You are viewing a plain text version of this content. The canonical link for it is here.
Posted to user@mahout.apache.org by Matt Molek <mp...@gmail.com> on 2013/02/27 22:38:09 UTC

What do "normal" pdf values look like for points clustered with kmeans?

I made a small modification to the KMeansDriver to call the
ClusterClassificationDriver with an emitMostLikely value of false so that I
could see what the pdf values of my points were for all k of my clusters.

I was expecting the most likely cluster to have a much higher pdf than the
other clusters in most cases, but in my results, all the values are pretty
close to 1/(number of clusters)

For example, when I ran with 50 clusters, most of my points had a pdf value
of 0.02xx for nearly every cluster.

I understand that to mean that for most of my points, none of my clusters
are a good fit. Is that right? Or is it common for for the most likely
cluster to only deviate tiny bit from all the others? (I wouldn't think so)

Thanks for the advice,
Matt

Re: What do "normal" pdf values look like for points clustered with kmeans?

Posted by Ted Dunning <te...@gmail.com>.
These numbers are hard to interpret without context.

It is relatively easier to interpret average squared distance within
clusters and between clusters.  Do you have those values?

▶ [Supplied data]:
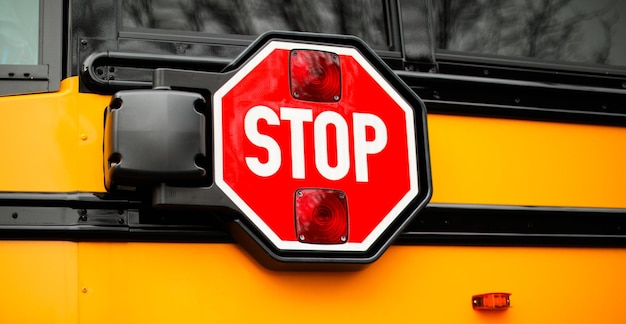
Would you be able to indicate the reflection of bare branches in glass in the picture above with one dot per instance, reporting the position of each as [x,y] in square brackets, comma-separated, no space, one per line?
[364,18]
[544,29]
[142,12]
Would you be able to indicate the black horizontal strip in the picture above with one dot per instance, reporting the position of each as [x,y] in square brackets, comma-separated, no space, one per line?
[77,216]
[491,97]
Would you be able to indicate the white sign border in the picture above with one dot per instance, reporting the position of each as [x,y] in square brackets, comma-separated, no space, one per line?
[243,206]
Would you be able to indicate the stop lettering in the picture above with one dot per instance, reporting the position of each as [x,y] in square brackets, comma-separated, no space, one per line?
[296,118]
[272,143]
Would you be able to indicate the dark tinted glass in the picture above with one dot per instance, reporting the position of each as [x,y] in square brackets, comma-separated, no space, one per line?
[19,32]
[363,18]
[559,30]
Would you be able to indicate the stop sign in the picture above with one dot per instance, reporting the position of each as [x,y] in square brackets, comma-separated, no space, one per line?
[363,142]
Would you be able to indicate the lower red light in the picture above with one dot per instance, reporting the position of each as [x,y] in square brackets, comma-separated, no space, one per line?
[315,75]
[321,216]
[491,301]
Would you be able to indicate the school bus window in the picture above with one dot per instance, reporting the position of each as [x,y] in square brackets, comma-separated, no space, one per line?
[364,18]
[580,31]
[19,32]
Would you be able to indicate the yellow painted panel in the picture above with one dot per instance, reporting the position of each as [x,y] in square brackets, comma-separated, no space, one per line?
[53,143]
[503,161]
[38,282]
[219,283]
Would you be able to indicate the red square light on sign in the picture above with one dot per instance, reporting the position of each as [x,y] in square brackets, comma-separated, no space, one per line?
[321,216]
[315,75]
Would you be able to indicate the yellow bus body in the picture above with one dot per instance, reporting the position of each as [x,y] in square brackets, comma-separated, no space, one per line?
[53,143]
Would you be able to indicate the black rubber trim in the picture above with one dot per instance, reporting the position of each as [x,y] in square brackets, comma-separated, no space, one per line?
[89,217]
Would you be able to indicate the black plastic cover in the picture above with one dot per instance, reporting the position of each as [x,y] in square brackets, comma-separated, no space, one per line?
[154,136]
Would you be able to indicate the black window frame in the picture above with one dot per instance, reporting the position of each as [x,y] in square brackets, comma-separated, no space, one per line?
[46,75]
[392,25]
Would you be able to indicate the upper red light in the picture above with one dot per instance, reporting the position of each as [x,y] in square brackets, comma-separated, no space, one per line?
[315,75]
[321,216]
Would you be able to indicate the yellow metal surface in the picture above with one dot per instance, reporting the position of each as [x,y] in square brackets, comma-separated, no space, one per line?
[53,143]
[38,282]
[62,282]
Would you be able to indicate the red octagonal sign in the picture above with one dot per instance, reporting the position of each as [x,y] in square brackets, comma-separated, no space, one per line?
[317,148]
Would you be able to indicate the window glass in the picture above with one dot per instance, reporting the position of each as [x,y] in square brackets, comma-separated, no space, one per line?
[19,32]
[363,18]
[558,30]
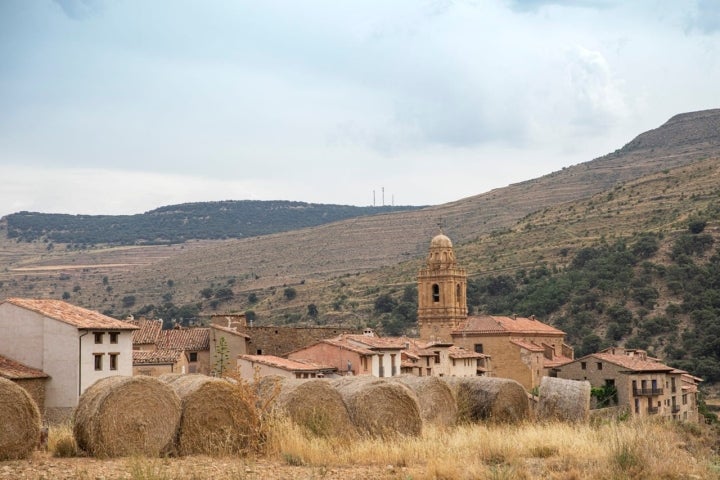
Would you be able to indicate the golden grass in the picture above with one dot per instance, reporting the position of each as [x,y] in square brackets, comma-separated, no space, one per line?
[630,450]
[61,442]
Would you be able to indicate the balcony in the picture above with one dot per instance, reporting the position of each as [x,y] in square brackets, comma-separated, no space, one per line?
[647,392]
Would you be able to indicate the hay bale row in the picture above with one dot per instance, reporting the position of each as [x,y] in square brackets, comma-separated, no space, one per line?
[489,399]
[121,416]
[19,421]
[313,404]
[379,407]
[563,400]
[435,399]
[216,417]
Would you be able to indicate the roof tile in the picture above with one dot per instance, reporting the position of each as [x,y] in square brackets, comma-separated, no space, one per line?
[79,317]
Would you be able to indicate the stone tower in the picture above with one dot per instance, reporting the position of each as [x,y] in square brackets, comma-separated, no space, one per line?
[442,287]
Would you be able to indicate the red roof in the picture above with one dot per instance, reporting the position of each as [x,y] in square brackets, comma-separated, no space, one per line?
[505,325]
[230,330]
[13,370]
[530,346]
[187,339]
[634,363]
[148,332]
[156,357]
[79,317]
[287,364]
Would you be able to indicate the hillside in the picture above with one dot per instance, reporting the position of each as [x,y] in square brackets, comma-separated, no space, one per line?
[179,223]
[342,266]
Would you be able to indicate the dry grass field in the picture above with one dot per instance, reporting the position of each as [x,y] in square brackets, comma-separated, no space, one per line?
[623,450]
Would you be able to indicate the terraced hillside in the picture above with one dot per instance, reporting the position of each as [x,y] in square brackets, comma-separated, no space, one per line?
[329,256]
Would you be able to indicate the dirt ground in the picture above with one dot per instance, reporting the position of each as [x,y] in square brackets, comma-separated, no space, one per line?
[43,466]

▶ [Required tasks]:
1) In the kmeans thread, what pdf value did most points have for nearly every cluster in the run with 50 clusters?
2) Copy the kmeans thread from "These numbers are" to "have those values?".

▶ [Expected results]:
1) A value of 0.02xx.

2)
These numbers are hard to interpret without context.

It is relatively easier to interpret average squared distance within
clusters and between clusters.  Do you have those values?